Goal: The line containing "the helicopter fuselage." marks the start; return it and every line after it in the listing below, exactly, through the last.
## Start Records for processing
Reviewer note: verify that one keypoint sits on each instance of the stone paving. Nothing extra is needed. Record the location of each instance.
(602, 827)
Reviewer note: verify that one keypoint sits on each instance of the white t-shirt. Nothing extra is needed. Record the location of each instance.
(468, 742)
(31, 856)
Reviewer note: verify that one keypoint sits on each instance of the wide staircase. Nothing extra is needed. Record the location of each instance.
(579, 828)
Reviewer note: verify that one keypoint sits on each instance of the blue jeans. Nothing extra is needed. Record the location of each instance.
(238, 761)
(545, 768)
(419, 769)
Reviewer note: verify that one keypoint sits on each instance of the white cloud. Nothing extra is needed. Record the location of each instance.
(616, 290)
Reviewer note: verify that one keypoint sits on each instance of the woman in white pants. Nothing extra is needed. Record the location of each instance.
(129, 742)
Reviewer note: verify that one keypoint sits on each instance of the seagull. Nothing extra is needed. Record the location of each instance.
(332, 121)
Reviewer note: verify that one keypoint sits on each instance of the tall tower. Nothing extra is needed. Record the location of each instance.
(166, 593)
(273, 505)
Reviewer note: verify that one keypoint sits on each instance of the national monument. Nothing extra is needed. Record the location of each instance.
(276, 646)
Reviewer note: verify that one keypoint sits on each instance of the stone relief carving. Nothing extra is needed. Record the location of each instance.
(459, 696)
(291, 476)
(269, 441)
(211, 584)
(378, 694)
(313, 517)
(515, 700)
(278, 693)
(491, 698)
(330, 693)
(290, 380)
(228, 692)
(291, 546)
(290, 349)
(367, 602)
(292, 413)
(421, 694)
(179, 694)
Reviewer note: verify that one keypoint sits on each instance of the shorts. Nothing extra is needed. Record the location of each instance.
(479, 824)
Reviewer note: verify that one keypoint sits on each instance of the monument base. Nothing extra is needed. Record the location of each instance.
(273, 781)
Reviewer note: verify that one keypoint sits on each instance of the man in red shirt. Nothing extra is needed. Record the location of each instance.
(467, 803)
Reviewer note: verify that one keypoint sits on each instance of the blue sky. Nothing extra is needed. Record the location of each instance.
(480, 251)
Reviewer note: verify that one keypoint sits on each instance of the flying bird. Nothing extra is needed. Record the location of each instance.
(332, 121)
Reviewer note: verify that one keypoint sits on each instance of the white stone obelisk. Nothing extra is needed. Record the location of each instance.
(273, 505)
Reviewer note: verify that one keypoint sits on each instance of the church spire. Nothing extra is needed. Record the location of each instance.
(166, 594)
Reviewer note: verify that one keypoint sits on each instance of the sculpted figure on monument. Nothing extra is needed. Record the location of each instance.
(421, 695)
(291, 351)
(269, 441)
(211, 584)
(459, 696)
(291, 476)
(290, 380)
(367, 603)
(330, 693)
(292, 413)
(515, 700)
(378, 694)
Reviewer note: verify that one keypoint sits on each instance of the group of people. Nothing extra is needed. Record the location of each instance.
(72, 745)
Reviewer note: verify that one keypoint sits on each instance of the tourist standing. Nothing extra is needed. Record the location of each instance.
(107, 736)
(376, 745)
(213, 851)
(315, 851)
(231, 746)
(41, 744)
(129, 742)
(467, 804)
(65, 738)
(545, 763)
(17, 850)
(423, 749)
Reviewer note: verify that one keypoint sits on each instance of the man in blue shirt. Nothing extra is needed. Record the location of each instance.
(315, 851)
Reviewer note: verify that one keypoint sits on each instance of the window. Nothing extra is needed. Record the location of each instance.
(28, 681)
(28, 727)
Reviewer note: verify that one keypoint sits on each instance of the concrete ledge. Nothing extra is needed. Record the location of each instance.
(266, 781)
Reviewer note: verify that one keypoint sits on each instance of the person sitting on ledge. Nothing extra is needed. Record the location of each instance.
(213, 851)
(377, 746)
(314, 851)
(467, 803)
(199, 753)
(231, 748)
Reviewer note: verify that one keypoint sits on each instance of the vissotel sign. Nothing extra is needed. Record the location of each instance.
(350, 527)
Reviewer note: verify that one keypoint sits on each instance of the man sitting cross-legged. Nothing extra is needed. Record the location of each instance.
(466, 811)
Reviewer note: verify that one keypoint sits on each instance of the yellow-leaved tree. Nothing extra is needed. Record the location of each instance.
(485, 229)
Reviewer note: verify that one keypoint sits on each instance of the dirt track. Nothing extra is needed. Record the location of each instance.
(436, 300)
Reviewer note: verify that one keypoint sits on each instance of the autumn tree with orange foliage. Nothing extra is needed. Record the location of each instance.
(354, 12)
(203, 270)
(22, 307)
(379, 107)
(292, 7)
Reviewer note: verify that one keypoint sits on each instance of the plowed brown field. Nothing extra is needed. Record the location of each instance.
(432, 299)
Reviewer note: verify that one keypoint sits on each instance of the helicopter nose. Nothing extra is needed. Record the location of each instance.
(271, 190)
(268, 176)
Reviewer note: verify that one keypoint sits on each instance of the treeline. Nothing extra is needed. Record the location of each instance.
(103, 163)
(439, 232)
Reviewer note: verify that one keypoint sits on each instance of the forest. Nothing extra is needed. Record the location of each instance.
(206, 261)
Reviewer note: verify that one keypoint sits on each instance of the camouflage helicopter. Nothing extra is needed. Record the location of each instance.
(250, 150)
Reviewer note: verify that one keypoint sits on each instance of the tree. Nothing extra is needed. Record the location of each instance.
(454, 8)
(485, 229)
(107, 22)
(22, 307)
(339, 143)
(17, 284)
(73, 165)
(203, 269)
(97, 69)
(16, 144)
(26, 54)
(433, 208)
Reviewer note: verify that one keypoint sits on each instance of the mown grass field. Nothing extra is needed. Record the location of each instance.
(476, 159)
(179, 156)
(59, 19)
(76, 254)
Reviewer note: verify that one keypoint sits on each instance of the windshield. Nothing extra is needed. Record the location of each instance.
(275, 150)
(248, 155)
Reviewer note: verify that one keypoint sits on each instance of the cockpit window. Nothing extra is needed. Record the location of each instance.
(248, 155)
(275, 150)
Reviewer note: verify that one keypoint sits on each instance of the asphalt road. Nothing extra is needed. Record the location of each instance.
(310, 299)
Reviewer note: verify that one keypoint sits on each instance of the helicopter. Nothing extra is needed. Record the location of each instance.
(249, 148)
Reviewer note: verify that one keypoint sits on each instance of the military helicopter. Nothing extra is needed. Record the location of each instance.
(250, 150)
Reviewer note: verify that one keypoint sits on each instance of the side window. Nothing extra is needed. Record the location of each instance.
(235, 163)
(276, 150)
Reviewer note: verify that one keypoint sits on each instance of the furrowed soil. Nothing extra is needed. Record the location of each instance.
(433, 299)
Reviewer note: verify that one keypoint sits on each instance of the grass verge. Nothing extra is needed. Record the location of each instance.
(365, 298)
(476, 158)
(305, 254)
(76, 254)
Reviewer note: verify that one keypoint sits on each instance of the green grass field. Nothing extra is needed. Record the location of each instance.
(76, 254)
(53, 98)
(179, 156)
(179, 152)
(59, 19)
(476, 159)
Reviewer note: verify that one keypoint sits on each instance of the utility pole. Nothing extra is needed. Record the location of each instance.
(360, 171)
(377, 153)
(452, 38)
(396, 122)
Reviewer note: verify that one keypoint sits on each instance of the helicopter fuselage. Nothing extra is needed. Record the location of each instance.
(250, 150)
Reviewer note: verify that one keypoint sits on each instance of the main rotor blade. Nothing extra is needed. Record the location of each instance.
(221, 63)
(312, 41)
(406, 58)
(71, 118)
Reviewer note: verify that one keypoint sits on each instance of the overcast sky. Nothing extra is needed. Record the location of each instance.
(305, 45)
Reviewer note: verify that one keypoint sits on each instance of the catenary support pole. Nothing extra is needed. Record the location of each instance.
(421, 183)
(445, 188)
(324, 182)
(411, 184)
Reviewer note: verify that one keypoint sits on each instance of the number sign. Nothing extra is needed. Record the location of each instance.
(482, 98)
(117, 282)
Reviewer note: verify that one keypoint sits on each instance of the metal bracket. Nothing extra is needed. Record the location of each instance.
## End Records for processing
Task response:
Reviewer note: verify that one keypoint sits on each instance of the helicopter fuselage. Nothing extra is needed. Record the location of each instance.
(250, 150)
Reviewer note: verify that one keypoint sits on each instance of the main rotor blade. Nothing extra is needed. Record the location of each instance.
(221, 63)
(312, 41)
(406, 58)
(71, 118)
Reviewer note: verify that one keypoint sits on each instance of the overcast sky. Nothing extra is needed. Record the location of each instance.
(305, 45)
Reviewer note: verify that one keypoint sits on each instance of the catenary support pole. Nothing extra is needed. Record the location of each instance.
(421, 183)
(445, 188)
(324, 182)
(411, 184)
Reviewer note: verify that one keypoint sits on each instance of the number sign. Nothing extra is needed. Record the location of each instance.
(482, 98)
(117, 282)
Reviewer note: verify that one keypoint sits on each instance of the metal bracket. Nothing extra is needed. Record the location of each instance.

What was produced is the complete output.